課題一覧:
A. 以下の行のうち、「window」という語を含む行をすべて特定し、一行ずつ書き写してください。
B. 以下に示すダルフールでのICCの捜査に関する文章を、最後の文の後から書き継いでください。

抜粋本文:
◆ ◆ ◆ ◆ ◆ ◆ ◆

- 2005年6月16日
- 国・地域:スーダン
- トピック:地域紛争
「今回の発表は、ダルフールでの殺人、大規模な強制移転、そして強かんの被害者たちに正義と説明責任への希望をもたらすものだ」アムネスティ国際事務局アフリカ・プログラムのコラウォレ・オラニヤン部長はそう語った。
「しかし、ダルフールの人びとにとって真に意味のある捜査の実現のためには、スーダン政府側がICCの捜査に対して、被害者や証人の保護、ICCの逮捕状が出ている者を検挙し引き渡すことなどを含む全面的な協力を行う姿勢を示さなければならない」
「被害者は正義を求めているのであって、政府のうわべだけの対応を求めているのではない。政府は、いまだに大規模な強かんが行われた事実を否定し、ダルフールで行なわれている犯罪に取り組む能力も意思もないことを示している。すべてを失い、キャンプで苦悩と不安の中で3年目を迎えている被害者へ補償がなされるべきである」
ICCの今回の声明は、2005年1月にICCへの付託を勧告した国連の国際調査委員会の報告書に基づいており、ICCに対してダルフールの事態を付託した、3月の国連安保理決議1593に従ったものである。

◆ ◆ ◆ ◆ ◆ ◆ ◆

提供資料:
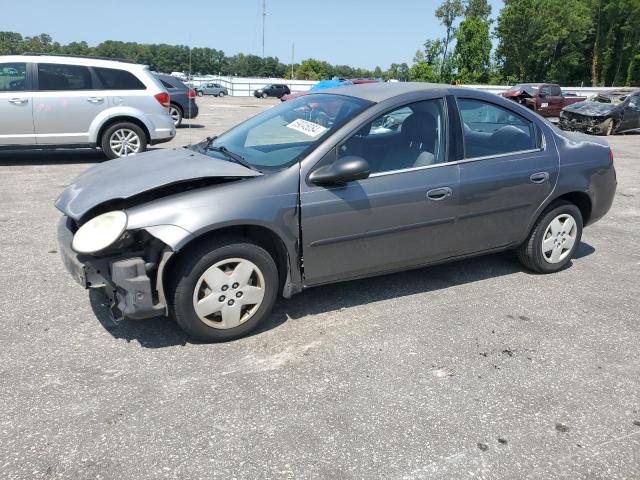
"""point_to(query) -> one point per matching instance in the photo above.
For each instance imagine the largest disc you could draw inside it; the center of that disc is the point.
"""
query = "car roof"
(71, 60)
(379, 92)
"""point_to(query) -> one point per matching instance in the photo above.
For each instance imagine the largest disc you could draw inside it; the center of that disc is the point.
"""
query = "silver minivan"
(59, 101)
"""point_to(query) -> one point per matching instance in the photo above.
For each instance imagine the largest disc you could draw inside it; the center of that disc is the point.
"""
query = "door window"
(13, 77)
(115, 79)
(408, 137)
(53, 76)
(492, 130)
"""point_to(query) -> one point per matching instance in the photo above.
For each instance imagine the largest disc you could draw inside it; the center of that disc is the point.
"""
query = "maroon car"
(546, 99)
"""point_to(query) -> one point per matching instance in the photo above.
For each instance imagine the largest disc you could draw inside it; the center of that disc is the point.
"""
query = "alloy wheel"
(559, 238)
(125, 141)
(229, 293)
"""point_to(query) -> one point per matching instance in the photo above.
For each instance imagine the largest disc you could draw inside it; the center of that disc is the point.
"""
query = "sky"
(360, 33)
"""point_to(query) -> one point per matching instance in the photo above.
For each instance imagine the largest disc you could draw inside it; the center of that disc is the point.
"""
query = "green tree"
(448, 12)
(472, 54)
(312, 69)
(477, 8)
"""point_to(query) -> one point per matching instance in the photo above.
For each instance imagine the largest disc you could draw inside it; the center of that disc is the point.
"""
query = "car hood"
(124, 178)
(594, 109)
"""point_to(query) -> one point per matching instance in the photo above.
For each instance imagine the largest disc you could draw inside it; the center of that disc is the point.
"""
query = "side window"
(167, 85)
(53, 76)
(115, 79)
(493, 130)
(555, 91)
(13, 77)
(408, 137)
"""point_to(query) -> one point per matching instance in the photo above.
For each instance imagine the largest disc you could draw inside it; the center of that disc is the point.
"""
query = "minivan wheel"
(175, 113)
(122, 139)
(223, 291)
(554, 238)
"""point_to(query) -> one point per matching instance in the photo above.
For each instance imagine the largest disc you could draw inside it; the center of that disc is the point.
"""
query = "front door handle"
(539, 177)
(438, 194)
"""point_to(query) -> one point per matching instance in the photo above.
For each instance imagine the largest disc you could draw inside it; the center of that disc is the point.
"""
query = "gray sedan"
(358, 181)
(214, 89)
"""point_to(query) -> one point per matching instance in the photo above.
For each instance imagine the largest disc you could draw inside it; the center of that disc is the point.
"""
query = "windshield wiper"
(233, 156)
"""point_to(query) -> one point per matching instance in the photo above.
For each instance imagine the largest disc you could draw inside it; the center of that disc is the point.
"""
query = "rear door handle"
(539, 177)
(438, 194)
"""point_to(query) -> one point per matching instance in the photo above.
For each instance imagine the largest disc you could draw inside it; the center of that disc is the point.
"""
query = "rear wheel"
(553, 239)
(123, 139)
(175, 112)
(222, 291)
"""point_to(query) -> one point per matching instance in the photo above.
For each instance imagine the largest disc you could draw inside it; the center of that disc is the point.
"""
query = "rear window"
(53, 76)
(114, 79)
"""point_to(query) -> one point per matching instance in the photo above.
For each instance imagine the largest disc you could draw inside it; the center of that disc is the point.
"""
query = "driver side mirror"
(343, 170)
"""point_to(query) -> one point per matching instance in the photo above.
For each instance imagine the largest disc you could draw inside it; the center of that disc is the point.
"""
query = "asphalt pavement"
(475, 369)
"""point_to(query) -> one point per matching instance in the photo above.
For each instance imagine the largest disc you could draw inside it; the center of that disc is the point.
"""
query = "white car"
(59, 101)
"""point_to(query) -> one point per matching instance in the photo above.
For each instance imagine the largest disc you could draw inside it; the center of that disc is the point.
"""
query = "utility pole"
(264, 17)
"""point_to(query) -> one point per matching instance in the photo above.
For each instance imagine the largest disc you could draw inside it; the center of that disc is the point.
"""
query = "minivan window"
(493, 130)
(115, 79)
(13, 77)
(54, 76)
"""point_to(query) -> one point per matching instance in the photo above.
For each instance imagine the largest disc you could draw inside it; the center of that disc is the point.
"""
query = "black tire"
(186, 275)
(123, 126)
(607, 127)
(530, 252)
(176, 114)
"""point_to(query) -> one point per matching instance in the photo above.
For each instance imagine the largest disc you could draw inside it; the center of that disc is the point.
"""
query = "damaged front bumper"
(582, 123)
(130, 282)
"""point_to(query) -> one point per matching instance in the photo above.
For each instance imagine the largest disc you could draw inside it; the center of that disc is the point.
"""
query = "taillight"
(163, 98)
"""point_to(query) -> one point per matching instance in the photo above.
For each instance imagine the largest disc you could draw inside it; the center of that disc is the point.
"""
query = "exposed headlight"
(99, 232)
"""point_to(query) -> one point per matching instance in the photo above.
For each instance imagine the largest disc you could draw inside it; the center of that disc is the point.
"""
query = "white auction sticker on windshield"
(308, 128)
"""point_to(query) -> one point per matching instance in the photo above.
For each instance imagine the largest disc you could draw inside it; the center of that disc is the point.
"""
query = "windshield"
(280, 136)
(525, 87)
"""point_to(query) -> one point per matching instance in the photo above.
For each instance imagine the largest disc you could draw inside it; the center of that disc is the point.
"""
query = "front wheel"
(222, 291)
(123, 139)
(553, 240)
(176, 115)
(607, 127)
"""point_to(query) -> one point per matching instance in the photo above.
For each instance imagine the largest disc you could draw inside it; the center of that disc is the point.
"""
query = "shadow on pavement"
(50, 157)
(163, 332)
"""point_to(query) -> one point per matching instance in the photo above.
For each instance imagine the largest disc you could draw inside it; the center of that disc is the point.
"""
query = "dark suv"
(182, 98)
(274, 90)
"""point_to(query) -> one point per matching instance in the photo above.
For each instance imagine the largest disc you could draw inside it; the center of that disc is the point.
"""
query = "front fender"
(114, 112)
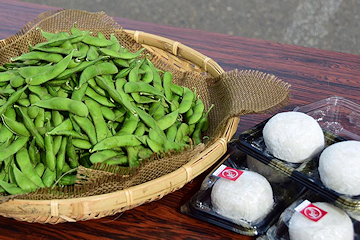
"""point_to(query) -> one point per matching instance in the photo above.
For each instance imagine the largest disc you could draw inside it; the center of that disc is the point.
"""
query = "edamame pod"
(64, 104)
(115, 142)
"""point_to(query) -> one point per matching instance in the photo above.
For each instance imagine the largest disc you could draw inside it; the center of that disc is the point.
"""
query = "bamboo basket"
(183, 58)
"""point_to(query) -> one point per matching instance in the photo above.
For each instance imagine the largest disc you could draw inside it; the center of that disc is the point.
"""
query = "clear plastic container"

◆ ◆ ◆ ◆ ◆ ◆ ◆

回答一覧:
A.
query = "door window"
query = "side window"
query = "rear window"
query = "minivan window"

B.
「われわれは、ICCの捜査が、政府高官や武装勢力や武装民兵の幹部などの、殺人や強かん、大規模な強制移転といった犯罪を実行した者や指示した者、あるいは容認した者たちすべての訴追に結びつくことを願っている」と、オラニヤン氏は述べた。
ダルフールでは、5万人以上の人びとが、政府軍と政府当局に支援された武装民兵ジャンジャウィドによって不法に殺害され、超法規的に処刑されている。180万人以上の人びとが今もなお強制的に住む家を追われている。何千人もの女性たちが強かんされ、この被害は現在も続いている。また、反政府軍も人道的な輸送車両を攻撃している。
スーダン政府は武装民兵ジャンジャウィドの武装解除に失敗し、犯罪者として告発されている者たちを裁判にかけることもできないでいる。スーダン政府が、戦争犯罪を行なったとして告発されている者たちを国際的基準を満たした公正な裁きにかけることでICCの任務を補いたいと考えるならば、同国の司法制度は緊急に再建される必要がある。
捜査を開始するというICC検察官の今回の決定は、ICCの捜査はリビアのムアマル・アル・カダフィが主導するアフリカ連合の和平構想を妨げるかもしれないという想像から、捜査を遅らせようとする圧力への、歓迎すべき拒絶である。アムネスティは、検察官の声明の中で、伝統的な和解方式は被害者のための正義を代替するのではなく、「補完する」べきである、と述べられたことを歓迎する。
「正義は平和への障害物であるかのように見なされるべきではなく、集団ではなく個人の責任を問うことを通じて恒久的平和を構築するための、欠くことのできない土台の一部と見なされるべきである」と、オラニヤン氏は語った。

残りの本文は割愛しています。